*Exercise*. According to the ECG evaluation text below, why is the rate calculation method called the 1,500 method?

*Extracted text*.
Start of Block
8-Step Method of ECG Evaluation

Determine rhythm.
- Atrial rhythm:
  - Measure P-P intervals for several cycles.
  - If consistently similar, atrial rhythm is regular.
  - If dissimilar, atrial rhythm is irregular.
- Ventricular rhythm:
  - Measure the intervals between two consecutive R waves in the QRS complexes.
  - If no R wave, use the Q wave or the S wave of consecutive QRS complexes.
  - If R-R intervals are consistently similar, ventricular rhythm is regular.
  - If dissimilar, ventricular rhythm is irregular.
Calculate rate using one of three methods: times-10; 1,500; or sequence.
- Times-10 method
  - Obtain a 6-second strip.
  - Count the number of P waves.
  - Multiply the number of P waves by 10 (ten, 6-second strips equal 1 minute) to calculate the atrial rate.
  - Calculate ventricular rate the same way using R waves.
- 1,500 method (because 1,500 small squares equal 1 minute)
  - Count the number of small squares between identical points on two consecutive P waves.
End of Block
*Supplied data*.
Start of Block
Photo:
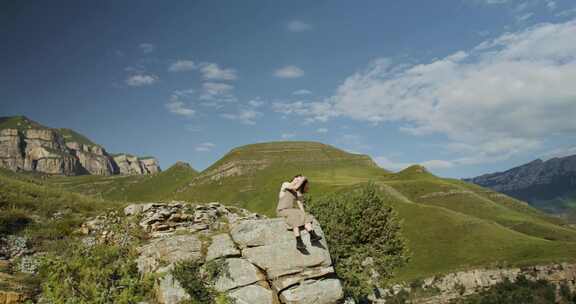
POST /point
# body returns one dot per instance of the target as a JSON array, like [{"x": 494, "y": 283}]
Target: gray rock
[
  {"x": 326, "y": 291},
  {"x": 282, "y": 258},
  {"x": 284, "y": 282},
  {"x": 237, "y": 273},
  {"x": 167, "y": 251},
  {"x": 252, "y": 233},
  {"x": 169, "y": 291},
  {"x": 221, "y": 246},
  {"x": 252, "y": 294}
]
End of Block
*Response box*. Because 1,500 small squares equal 1 minute.